◆ Selected excerpt

Shortly after we deplyed to the South Atlantic in 1981, we found that the shuttle had been stolen from the survival equipment section sewing machine when the ship was in refit, so we demanded a replacement shuttle. A few weeks later we arrived in Montevideo to find a large crate awaiting us. It contained an entire new sewing machine. When we asked why we were told that the shuttle was not listed as a spare part, so they had sent the next higher assembly. From that day onwards whenever the other departments couldn't get what they wanted, the cry was always, Well the wafoos can have a f...... sewing machine so why can't we have this.

A few weeks later we received a Sea Harrier ejection seat gun. Very usefull in a Wasp Flight. Curiouser and curiouser.

rattman 15th Jan 2024 08:41


Originally Posted by beardy (Post 11576379)
I was told that an RB199 having been 'lost' at Stafford was subsequently found under the blanket that had been thrown over it to make a card table.

◆ Record list
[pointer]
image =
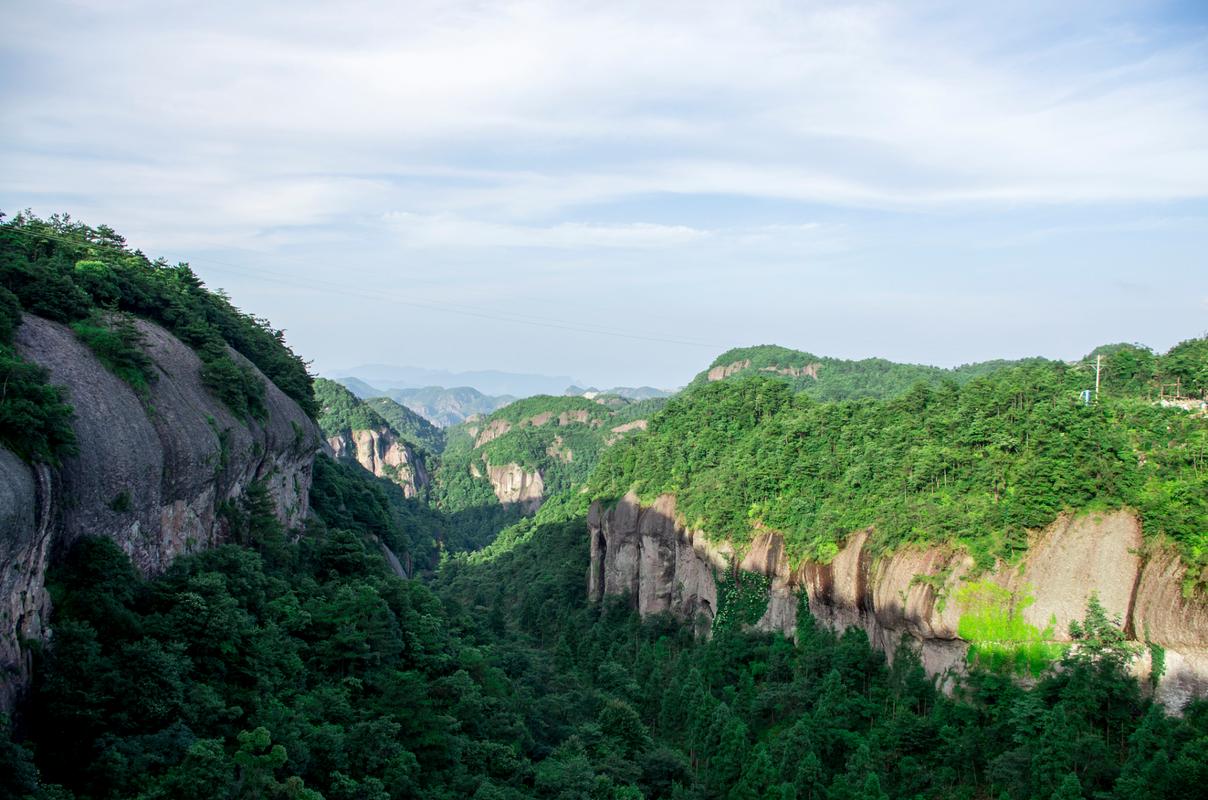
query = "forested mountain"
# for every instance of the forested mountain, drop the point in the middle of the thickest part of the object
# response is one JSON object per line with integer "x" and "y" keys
{"x": 831, "y": 380}
{"x": 437, "y": 405}
{"x": 239, "y": 624}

◆ What you are asked to do
Change "card table" to "dining table" in the forum excerpt's passage that opens with the words containing "rattman 15th Jan" and closes with "a card table.", and write out that passage. These items were taken from a separate source.

◆ Completed task
rattman 15th Jan 2024 08:41


Originally Posted by beardy (Post 11576379)
I was told that an RB199 having been 'lost' at Stafford was subsequently found under the blanket that had been thrown over it to make a dining table.